Task: Please transcribe every entry below exactly as written.

Exercise input:
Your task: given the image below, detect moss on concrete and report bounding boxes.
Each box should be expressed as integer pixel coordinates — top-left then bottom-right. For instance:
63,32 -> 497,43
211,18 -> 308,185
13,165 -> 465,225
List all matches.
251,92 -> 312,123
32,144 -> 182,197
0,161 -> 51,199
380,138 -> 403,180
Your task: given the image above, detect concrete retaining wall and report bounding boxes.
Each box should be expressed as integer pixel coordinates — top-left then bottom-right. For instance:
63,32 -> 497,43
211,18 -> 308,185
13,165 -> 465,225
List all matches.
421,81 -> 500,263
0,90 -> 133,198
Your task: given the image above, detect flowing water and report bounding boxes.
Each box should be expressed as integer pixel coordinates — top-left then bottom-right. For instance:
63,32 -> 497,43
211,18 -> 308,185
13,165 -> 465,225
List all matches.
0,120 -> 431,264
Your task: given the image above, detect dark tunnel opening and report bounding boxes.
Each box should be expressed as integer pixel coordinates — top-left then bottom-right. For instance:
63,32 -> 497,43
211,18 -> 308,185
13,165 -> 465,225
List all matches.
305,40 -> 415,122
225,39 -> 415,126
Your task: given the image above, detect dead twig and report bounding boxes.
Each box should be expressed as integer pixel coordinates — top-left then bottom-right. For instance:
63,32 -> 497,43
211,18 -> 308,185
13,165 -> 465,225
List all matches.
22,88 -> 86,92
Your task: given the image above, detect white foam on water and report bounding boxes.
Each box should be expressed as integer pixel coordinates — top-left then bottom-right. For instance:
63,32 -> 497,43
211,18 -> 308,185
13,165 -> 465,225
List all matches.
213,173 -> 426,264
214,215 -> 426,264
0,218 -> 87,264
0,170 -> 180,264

Problem solution:
Your task: given the image below, detect moss on concrete and report bounding boxes.
Each box should be expressed as integer pixel coordinates — top-left then bottom-right. For instance:
63,32 -> 497,43
211,18 -> 308,185
13,165 -> 465,225
List all matches.
251,92 -> 312,123
32,144 -> 182,197
0,161 -> 51,199
380,138 -> 403,180
Your task: given the image above, detect concrete retaining wall and report bounding boxes.
Each box should be expressed as integer pixel coordinates — top-left then bottom-right. For instance:
63,32 -> 497,43
211,18 -> 308,185
13,165 -> 465,225
List all matches.
421,81 -> 500,263
0,90 -> 133,198
Your task: given the image above, detect flowing water and report bounding boxes.
Each box should be expressed as integer pixel coordinates — top-left then bottom-right. For instance:
63,32 -> 497,43
211,18 -> 308,185
13,165 -> 465,225
List all matches.
0,120 -> 431,264
Your task: given the image above, detect dark tunnel opening and report bounding boxes.
Each box should be expressed as integer pixel coordinates — top-left then bottom-right. For instance:
63,32 -> 497,43
211,18 -> 308,185
13,165 -> 465,225
List all matches.
305,40 -> 415,122
225,39 -> 415,126
Your task: given the image above, detect dead twig and report bounding boxes.
Each box should be expressed as integer pixel coordinates — top-left then bottom-right. For instance:
63,32 -> 497,43
211,18 -> 308,185
13,165 -> 465,225
List all matches.
22,88 -> 86,92
Your task: given the image above, detect white foam on water and report bounding boxes.
Each box should be expressed as integer pixel coordinates — top-left then bottom-right. For instance:
63,32 -> 497,43
211,18 -> 308,185
13,165 -> 465,225
List all matches.
213,173 -> 426,264
214,215 -> 426,264
0,218 -> 87,264
0,170 -> 180,264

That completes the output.